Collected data
----------

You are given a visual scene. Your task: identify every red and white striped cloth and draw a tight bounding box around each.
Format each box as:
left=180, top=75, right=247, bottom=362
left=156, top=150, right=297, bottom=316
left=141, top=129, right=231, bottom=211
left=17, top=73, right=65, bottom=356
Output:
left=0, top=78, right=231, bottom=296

----------

■ EXERCISE
Print the whole listing above again, line for line, without changing anything.

■ EXERCISE RESULT
You are given a visual scene. Your task: identify every red and white striped cloth and draw a tight bounding box around each.
Format each box as:
left=180, top=75, right=247, bottom=362
left=156, top=150, right=297, bottom=316
left=141, top=129, right=231, bottom=211
left=17, top=73, right=65, bottom=356
Output:
left=0, top=78, right=231, bottom=296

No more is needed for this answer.